■ **Given data**:

++++

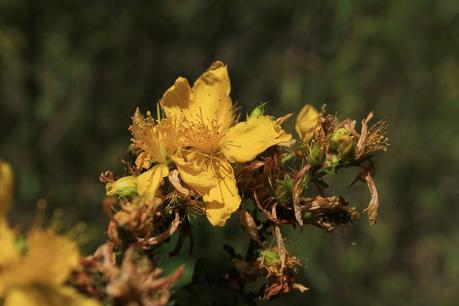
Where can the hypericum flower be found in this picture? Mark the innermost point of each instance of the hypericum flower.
(306, 122)
(6, 188)
(210, 140)
(156, 140)
(37, 277)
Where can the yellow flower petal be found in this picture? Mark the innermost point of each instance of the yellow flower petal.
(149, 181)
(306, 122)
(6, 188)
(192, 168)
(8, 253)
(47, 296)
(246, 140)
(49, 258)
(157, 140)
(208, 101)
(214, 178)
(9, 256)
(223, 199)
(176, 100)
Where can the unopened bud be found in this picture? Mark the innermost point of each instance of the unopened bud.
(258, 111)
(315, 156)
(124, 187)
(331, 162)
(270, 257)
(342, 141)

++++

■ **Your task**: Copy every one of the records above again word for word, but leave out the pictures.

■ **Answer in full**:
Where can the hypericum flower be found in this picture? Mark the innermost point of each instance of the hypericum flower.
(306, 122)
(6, 188)
(210, 140)
(156, 140)
(37, 277)
Where can the yellow flower petal be found in this picture? Mark the innermost point of each instance of the yellow flower petal.
(149, 181)
(306, 122)
(6, 188)
(192, 168)
(8, 253)
(47, 296)
(246, 140)
(49, 258)
(157, 140)
(208, 101)
(214, 178)
(9, 256)
(223, 199)
(176, 100)
Where can the unopened bud be found in this picture? Mark the innermost point of each instance of the unopened bud.
(258, 111)
(315, 156)
(124, 187)
(331, 162)
(270, 257)
(342, 141)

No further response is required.